**EXERCISE MATERIAL**
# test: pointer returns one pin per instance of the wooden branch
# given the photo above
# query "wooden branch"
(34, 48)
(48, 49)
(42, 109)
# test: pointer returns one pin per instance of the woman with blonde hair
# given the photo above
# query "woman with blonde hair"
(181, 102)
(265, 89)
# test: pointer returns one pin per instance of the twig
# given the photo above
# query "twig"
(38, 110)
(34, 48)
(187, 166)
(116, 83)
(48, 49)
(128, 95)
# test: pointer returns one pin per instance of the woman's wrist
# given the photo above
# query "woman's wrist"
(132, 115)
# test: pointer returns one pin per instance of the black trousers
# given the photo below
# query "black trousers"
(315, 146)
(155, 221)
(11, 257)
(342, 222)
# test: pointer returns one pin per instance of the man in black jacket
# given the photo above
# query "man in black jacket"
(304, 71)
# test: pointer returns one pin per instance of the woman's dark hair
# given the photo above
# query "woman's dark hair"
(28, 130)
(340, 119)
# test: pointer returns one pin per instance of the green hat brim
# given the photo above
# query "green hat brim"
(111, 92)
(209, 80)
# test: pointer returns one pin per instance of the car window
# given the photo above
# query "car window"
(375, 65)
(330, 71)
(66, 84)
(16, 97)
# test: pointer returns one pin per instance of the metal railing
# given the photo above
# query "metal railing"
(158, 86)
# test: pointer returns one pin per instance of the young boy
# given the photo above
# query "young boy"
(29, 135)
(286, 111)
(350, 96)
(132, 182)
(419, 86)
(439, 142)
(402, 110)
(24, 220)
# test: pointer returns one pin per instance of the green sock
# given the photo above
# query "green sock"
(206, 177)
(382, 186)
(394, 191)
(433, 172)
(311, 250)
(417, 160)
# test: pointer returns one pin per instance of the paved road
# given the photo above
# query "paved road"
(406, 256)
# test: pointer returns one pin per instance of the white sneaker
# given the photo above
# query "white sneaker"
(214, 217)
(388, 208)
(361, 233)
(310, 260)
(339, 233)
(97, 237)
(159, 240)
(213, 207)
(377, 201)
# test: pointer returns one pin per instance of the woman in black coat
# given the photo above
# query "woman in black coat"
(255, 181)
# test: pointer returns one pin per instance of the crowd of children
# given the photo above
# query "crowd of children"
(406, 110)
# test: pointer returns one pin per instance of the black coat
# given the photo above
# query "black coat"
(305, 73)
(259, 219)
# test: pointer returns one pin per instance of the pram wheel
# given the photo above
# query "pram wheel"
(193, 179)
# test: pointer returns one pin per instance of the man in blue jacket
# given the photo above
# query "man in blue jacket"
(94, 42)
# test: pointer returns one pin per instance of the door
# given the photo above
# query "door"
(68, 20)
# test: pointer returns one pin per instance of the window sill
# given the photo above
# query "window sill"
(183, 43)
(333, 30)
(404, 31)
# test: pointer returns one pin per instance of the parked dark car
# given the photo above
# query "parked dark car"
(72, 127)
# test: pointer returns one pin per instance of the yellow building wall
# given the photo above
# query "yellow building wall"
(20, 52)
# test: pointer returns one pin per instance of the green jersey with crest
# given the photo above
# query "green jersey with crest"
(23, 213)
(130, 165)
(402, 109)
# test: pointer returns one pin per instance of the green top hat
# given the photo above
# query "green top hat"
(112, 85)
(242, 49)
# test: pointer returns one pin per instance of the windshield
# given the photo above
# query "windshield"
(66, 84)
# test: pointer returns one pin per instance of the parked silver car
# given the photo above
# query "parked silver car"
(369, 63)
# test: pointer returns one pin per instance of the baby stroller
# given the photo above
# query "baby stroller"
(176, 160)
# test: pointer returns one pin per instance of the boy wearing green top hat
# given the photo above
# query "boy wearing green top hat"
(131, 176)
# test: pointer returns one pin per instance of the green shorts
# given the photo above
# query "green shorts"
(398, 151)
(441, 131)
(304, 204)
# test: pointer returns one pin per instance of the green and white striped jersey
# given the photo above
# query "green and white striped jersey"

**PROBLEM TO SOLVE**
If a line above holds the string "striped", copy it out.

**EXERCISE OUTPUT**
# test: pointer returns one pin per instance of the green and white striped jersey
# query "green and white striped jersey"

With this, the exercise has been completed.